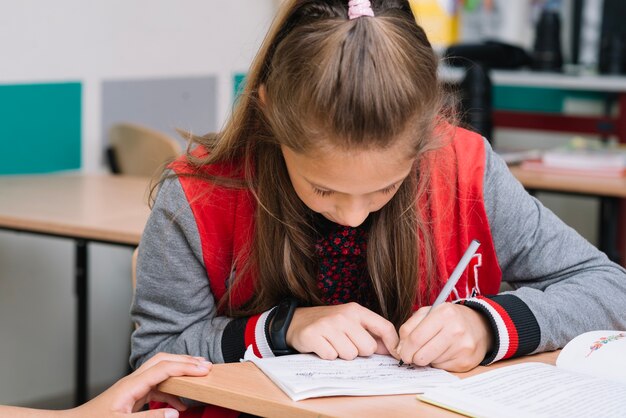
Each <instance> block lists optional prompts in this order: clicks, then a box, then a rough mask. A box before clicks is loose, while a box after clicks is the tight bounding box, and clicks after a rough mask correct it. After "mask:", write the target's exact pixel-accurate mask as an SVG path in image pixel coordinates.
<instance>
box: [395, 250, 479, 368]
mask: <svg viewBox="0 0 626 418" xmlns="http://www.w3.org/2000/svg"><path fill="white" fill-rule="evenodd" d="M479 246H480V241H478V240H477V239H473V240H472V242H471V243H470V245H469V247H467V250H465V253H464V254H463V257H461V259H460V260H459V263H458V264H457V265H456V267H455V268H454V271H452V274H451V275H450V277H449V278H448V281H447V282H446V284H445V285H444V286H443V288H442V289H441V292H439V295H438V296H437V299H435V301H434V302H433V304H432V306H431V307H430V309H429V310H428V312H427V313H426V315H428V314H429V313H430V311H432V310H433V308H435V307H437V306H439V305H441V304H442V303H443V302H445V300H446V299H448V296H450V293H452V289H454V286H456V283H457V282H458V281H459V279H460V278H461V274H463V272H464V271H465V269H466V268H467V265H468V264H469V262H470V260H471V259H472V257H473V256H474V254H476V250H478V247H479ZM403 364H404V362H403V361H402V360H400V363H399V365H400V366H402V365H403Z"/></svg>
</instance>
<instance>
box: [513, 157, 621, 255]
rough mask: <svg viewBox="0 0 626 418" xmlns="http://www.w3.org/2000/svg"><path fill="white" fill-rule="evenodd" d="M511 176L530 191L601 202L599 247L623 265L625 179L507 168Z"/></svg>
mask: <svg viewBox="0 0 626 418" xmlns="http://www.w3.org/2000/svg"><path fill="white" fill-rule="evenodd" d="M509 169H510V170H511V173H513V175H514V176H515V177H516V178H517V179H518V180H519V181H520V182H521V183H522V184H523V185H524V187H525V188H526V189H527V190H529V191H531V192H532V191H536V190H544V191H549V192H555V193H566V194H574V195H583V196H592V197H598V198H599V199H600V218H599V220H598V230H599V231H600V237H599V243H598V248H600V250H601V251H603V252H604V253H606V254H607V255H608V256H609V258H610V259H611V260H613V261H615V262H616V263H618V264H622V265H623V263H624V257H623V254H622V253H621V252H620V249H619V248H620V243H619V240H620V237H621V236H623V235H624V234H622V233H620V231H622V230H623V229H624V226H625V224H624V223H622V222H621V220H622V219H624V218H620V205H621V204H622V202H623V199H625V198H626V177H621V178H601V177H593V176H584V175H571V174H550V173H536V172H532V171H529V170H524V169H522V168H520V167H509Z"/></svg>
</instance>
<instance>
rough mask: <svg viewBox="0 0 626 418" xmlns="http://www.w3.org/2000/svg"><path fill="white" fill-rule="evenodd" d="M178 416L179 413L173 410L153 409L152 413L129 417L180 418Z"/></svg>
mask: <svg viewBox="0 0 626 418" xmlns="http://www.w3.org/2000/svg"><path fill="white" fill-rule="evenodd" d="M178 416H179V413H178V411H177V410H175V409H171V408H164V409H152V410H150V411H145V412H136V413H134V414H132V415H129V417H132V418H178Z"/></svg>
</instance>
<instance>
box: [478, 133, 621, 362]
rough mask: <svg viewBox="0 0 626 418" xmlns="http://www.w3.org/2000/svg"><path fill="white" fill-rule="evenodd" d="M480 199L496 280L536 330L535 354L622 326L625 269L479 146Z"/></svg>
mask: <svg viewBox="0 0 626 418" xmlns="http://www.w3.org/2000/svg"><path fill="white" fill-rule="evenodd" d="M485 147H486V156H487V160H486V170H485V179H484V199H485V207H486V211H487V217H488V219H489V225H490V229H491V233H492V236H493V241H494V245H495V249H496V254H497V257H498V261H499V263H500V267H501V269H502V275H503V281H505V282H508V283H510V284H511V285H512V286H513V288H514V289H515V290H513V291H511V292H506V293H509V294H511V295H514V296H517V297H518V298H519V299H521V300H522V301H523V302H524V303H525V304H526V305H527V306H528V308H529V309H530V310H531V311H532V313H533V314H534V316H535V318H536V320H537V322H538V324H539V328H540V334H541V336H540V342H539V346H538V347H537V349H536V350H535V351H536V352H540V351H547V350H553V349H556V348H559V347H563V346H564V345H565V344H566V343H567V342H568V341H569V340H571V339H572V338H573V337H575V336H576V335H578V334H581V333H583V332H585V331H589V330H597V329H615V330H623V329H626V271H625V270H624V269H623V268H622V267H620V266H619V265H617V264H615V263H613V262H611V261H610V260H609V259H608V258H607V256H606V255H605V254H604V253H602V252H600V251H599V250H598V249H596V248H595V247H594V246H592V245H591V244H590V243H589V242H587V241H586V240H585V239H584V238H583V237H582V236H580V235H579V234H578V233H577V232H576V231H574V230H573V229H572V228H570V227H569V226H567V225H565V224H564V223H563V222H562V221H561V220H560V219H559V218H557V217H556V215H554V213H552V212H551V211H550V210H549V209H547V208H545V207H544V206H543V205H542V204H541V203H540V202H539V201H538V200H537V199H535V198H534V197H532V196H530V195H529V194H528V193H527V192H526V191H525V190H524V188H523V186H522V185H521V184H520V183H519V182H518V181H517V179H515V177H513V175H512V174H511V173H510V171H509V170H508V168H507V167H506V164H505V163H504V162H503V161H502V159H501V158H500V157H499V156H497V155H496V154H495V153H494V152H493V151H492V149H491V147H490V146H489V144H488V143H487V141H485Z"/></svg>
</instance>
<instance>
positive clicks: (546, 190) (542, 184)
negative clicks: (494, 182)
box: [509, 166, 626, 198]
mask: <svg viewBox="0 0 626 418" xmlns="http://www.w3.org/2000/svg"><path fill="white" fill-rule="evenodd" d="M509 169H510V170H511V173H513V175H514V176H515V177H516V178H517V179H518V180H519V181H520V182H521V183H522V184H523V185H524V187H525V188H527V189H530V190H546V191H553V192H562V193H572V194H581V195H590V196H601V197H602V196H604V197H618V198H626V177H619V178H600V177H592V176H583V175H570V174H567V175H566V174H549V173H536V172H533V171H530V170H524V169H522V168H520V167H515V166H513V167H509Z"/></svg>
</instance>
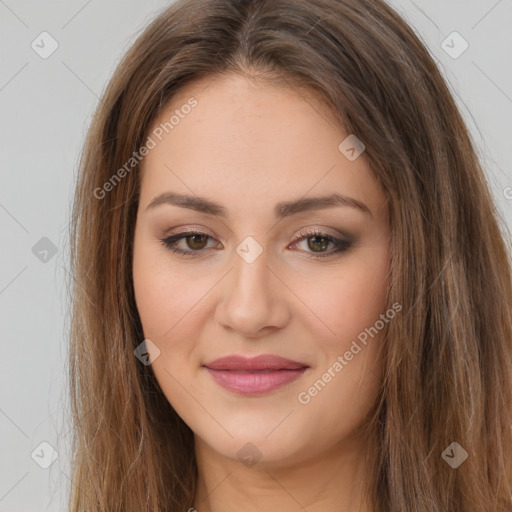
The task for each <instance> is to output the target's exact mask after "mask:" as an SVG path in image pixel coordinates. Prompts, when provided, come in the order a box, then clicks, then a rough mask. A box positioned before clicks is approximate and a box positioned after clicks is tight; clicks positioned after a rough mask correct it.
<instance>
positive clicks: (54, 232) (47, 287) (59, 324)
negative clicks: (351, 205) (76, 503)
mask: <svg viewBox="0 0 512 512" xmlns="http://www.w3.org/2000/svg"><path fill="white" fill-rule="evenodd" d="M168 4H169V1H163V0H145V1H144V2H142V1H135V0H130V1H127V0H124V1H120V0H116V1H114V0H108V1H105V0H104V1H100V0H89V1H86V0H67V1H56V0H54V1H41V2H36V1H35V0H34V1H29V0H0V58H1V66H0V109H1V110H0V112H1V123H0V169H1V171H0V233H1V238H2V240H1V244H2V251H1V253H0V319H1V323H0V325H1V330H2V346H1V348H2V355H1V357H0V460H1V461H2V462H1V465H0V512H18V511H23V512H31V511H37V512H41V511H52V512H53V511H64V510H66V503H67V496H68V493H69V488H70V485H71V483H70V481H69V474H70V472H69V463H68V456H69V444H68V443H69V438H70V436H69V425H68V424H67V423H66V407H67V397H66V379H67V377H66V371H67V341H66V339H65V335H66V332H67V331H66V329H67V326H66V324H65V314H66V309H67V307H68V301H67V295H66V288H65V285H66V281H67V279H69V275H68V273H67V272H68V271H67V266H68V263H67V257H68V254H67V247H68V245H67V244H68V241H67V237H66V234H67V232H66V229H67V225H68V222H69V212H70V204H71V200H72V193H73V186H74V181H75V178H76V173H77V164H78V159H79V155H80V151H81V147H82V144H83V141H84V136H85V133H86V130H87V127H88V125H89V122H90V119H91V116H92V113H93V111H94V108H95V107H96V105H97V102H98V98H99V96H100V95H101V93H102V91H103V89H104V87H105V85H106V83H107V81H108V79H109V78H110V76H111V74H112V72H113V70H114V67H115V65H116V64H117V63H118V61H119V59H120V57H121V56H122V54H123V53H124V52H125V51H126V50H127V49H128V47H129V46H130V44H131V43H132V42H133V41H134V40H135V38H136V36H137V35H138V34H139V33H140V32H141V31H142V29H143V28H144V27H145V26H146V25H147V23H148V22H149V21H150V20H151V19H152V18H153V17H154V16H155V15H156V13H157V12H158V11H160V10H161V9H162V8H164V7H166V6H167V5H168ZM392 5H393V6H394V7H395V8H396V9H397V10H398V11H399V12H400V13H401V14H402V15H403V16H404V17H405V18H406V19H407V20H408V21H409V22H410V23H411V25H412V26H413V27H414V28H415V29H416V31H417V32H418V33H419V35H420V36H421V37H422V39H423V40H424V41H425V43H426V44H427V45H428V47H429V48H430V51H431V53H432V55H433V56H434V57H435V58H436V60H437V61H438V62H439V65H440V66H441V68H442V70H443V73H444V75H445V76H446V78H447V79H448V80H449V82H450V84H451V87H452V90H453V92H454V94H455V95H456V99H457V102H458V104H459V106H460V108H461V111H462V114H463V116H464V118H465V119H466V121H467V123H468V125H469V127H470V129H471V131H472V133H473V136H474V140H475V142H476V144H477V147H478V149H479V152H480V155H481V158H482V161H483V163H484V166H485V169H486V172H487V175H488V177H489V180H490V183H491V186H492V190H493V193H494V195H495V198H496V202H497V206H498V208H499V209H500V211H501V213H502V215H503V217H504V218H505V220H506V224H505V227H506V226H507V225H508V228H509V229H510V227H512V171H511V161H512V149H511V148H512V144H511V141H510V137H511V125H512V122H511V121H512V65H511V63H512V58H511V57H512V31H511V30H510V27H512V1H511V0H499V1H496V0H474V1H471V2H468V1H464V0H457V1H447V0H431V1H427V0H415V2H412V1H411V0H393V2H392ZM43 31H47V32H49V33H50V34H51V36H52V37H53V38H54V39H55V40H56V41H57V42H58V45H59V46H58V49H57V50H56V51H55V52H54V53H53V54H52V55H51V56H50V57H49V58H47V59H42V58H41V57H40V56H39V55H38V54H37V53H36V52H35V51H34V50H33V49H32V48H31V43H32V41H34V40H36V39H37V38H38V36H39V34H41V32H43ZM453 31H457V32H459V33H460V34H461V36H462V37H463V38H464V39H465V40H466V41H467V42H468V43H469V48H468V49H467V51H465V52H464V53H463V54H462V55H461V56H460V57H459V58H457V59H453V58H452V57H450V56H449V55H448V54H447V53H446V52H445V51H444V50H443V48H442V42H443V40H445V38H446V37H447V36H449V35H450V34H451V33H452V32H453ZM448 41H450V40H448ZM449 44H451V43H450V42H449ZM456 44H458V43H457V42H454V43H453V45H456ZM455 49H456V48H455ZM509 187H511V188H509ZM43 237H47V238H48V239H50V240H51V241H52V242H53V244H55V246H56V247H57V254H56V255H55V256H53V257H51V258H49V259H48V261H47V262H42V261H40V259H39V258H38V257H36V255H35V254H34V253H33V252H32V248H33V246H34V245H35V244H36V243H37V242H38V241H39V240H40V239H41V238H43ZM479 242H480V241H479V240H475V244H478V243H479ZM50 255H51V253H50ZM42 442H46V443H49V444H50V445H51V446H53V448H54V449H55V450H56V452H57V454H58V458H57V459H56V460H55V462H54V463H53V464H52V465H51V466H50V467H49V468H48V469H43V468H41V467H40V466H39V465H38V464H37V463H36V462H35V461H36V460H37V461H39V462H44V461H47V460H48V457H50V456H51V449H50V448H49V447H48V445H42V446H40V443H42ZM34 450H35V452H34ZM32 454H33V458H32Z"/></svg>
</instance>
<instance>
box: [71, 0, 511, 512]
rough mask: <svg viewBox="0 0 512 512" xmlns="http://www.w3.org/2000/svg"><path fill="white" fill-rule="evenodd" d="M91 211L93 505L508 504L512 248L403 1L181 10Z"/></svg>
mask: <svg viewBox="0 0 512 512" xmlns="http://www.w3.org/2000/svg"><path fill="white" fill-rule="evenodd" d="M73 220H74V223H73V232H72V270H73V275H74V276H75V283H76V286H75V288H74V309H73V322H72V332H71V354H70V363H71V366H70V377H71V391H72V406H73V414H74V418H75V438H74V444H73V453H74V458H73V476H74V478H73V483H74V486H73V492H72V495H71V502H70V508H71V510H72V511H73V512H78V511H86V510H87V511H92V510H98V511H100V510H101V511H114V510H116V511H117V510H122V511H125V512H126V511H131V510H134V511H135V510H137V511H141V510H144V511H146V510H147V511H152V512H153V511H154V512H156V511H186V510H197V511H198V512H216V511H219V510H223V511H228V512H229V511H231V510H235V509H236V510H240V509H242V510H244V511H256V510H265V511H267V510H268V511H274V510H275V511H295V510H308V511H311V512H317V511H320V510H322V511H326V510H329V511H331V510H332V511H334V510H336V511H356V510H357V511H360V512H363V511H364V512H370V511H372V512H382V511H407V512H411V511H417V512H419V511H422V512H427V511H428V512H434V511H436V512H437V511H442V510H443V511H451V510H454V511H455V510H457V511H458V510H464V511H465V512H482V511H496V512H497V511H500V512H501V511H503V512H504V511H510V510H511V507H512V462H511V461H512V431H511V414H510V410H511V405H512V396H511V394H512V376H511V368H512V342H511V340H512V313H511V311H512V309H511V306H512V280H511V265H510V255H509V254H508V252H507V247H506V244H505V240H504V236H503V235H502V233H501V232H500V226H499V223H498V221H499V219H498V216H497V214H496V210H495V207H494V205H493V201H492V197H491V195H490V193H489V189H488V186H487V183H486V181H485V178H484V173H483V171H482V169H481V167H480V164H479V162H478V160H477V158H476V156H475V151H474V149H473V147H472V143H471V141H470V137H469V135H468V132H467V129H466V127H465V125H464V123H463V121H462V119H461V116H460V115H459V113H458V111H457V108H456V106H455V103H454V101H453V99H452V97H451V96H450V93H449V91H448V89H447V87H446V85H445V83H444V81H443V79H442V77H441V75H440V73H439V71H438V70H437V68H436V66H435V64H434V62H433V61H432V59H431V58H430V56H429V54H428V52H427V51H426V49H425V48H424V46H423V45H422V44H421V43H420V41H419V40H418V38H417V37H416V36H415V34H414V33H413V31H412V30H411V29H410V28H409V27H408V26H407V25H406V24H405V22H404V21H403V20H402V19H401V18H400V17H399V16H398V15H397V14H396V13H395V12H394V11H392V10H391V9H390V8H389V7H388V6H387V5H386V4H385V3H383V2H381V1H376V0H362V1H359V2H351V1H349V0H343V1H335V0H315V1H313V2H311V1H308V2H306V1H297V0H293V1H292V0H272V1H270V0H269V1H265V0H259V1H258V0H255V1H252V2H248V1H245V2H244V1H239V2H235V1H229V0H195V1H190V0H181V1H179V2H177V3H175V4H173V5H172V6H170V7H169V8H168V9H167V10H166V11H164V12H163V13H162V14H161V15H160V16H158V18H157V19H156V20H155V21H154V22H152V23H151V25H150V26H149V27H148V28H147V29H146V30H145V32H144V33H143V34H142V35H141V36H140V37H139V38H138V40H137V41H136V43H135V44H134V45H133V47H132V48H131V49H130V50H129V52H128V53H127V55H126V56H125V58H124V60H123V61H122V62H121V63H120V64H119V66H118V69H117V70H116V72H115V74H114V76H113V78H112V80H111V82H110V84H109V86H108V88H107V90H106V92H105V94H104V96H103V98H102V100H101V102H100V105H99V107H98V110H97V112H96V115H95V117H94V120H93V123H92V126H91V128H90V132H89V135H88V139H87V142H86V146H85V150H84V155H83V159H82V162H81V173H80V177H79V183H78V185H77V191H76V199H75V205H74V215H73Z"/></svg>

---*---

Try it: From the records above, determine how many lines hold "positive" and give only that number.

Your response: 2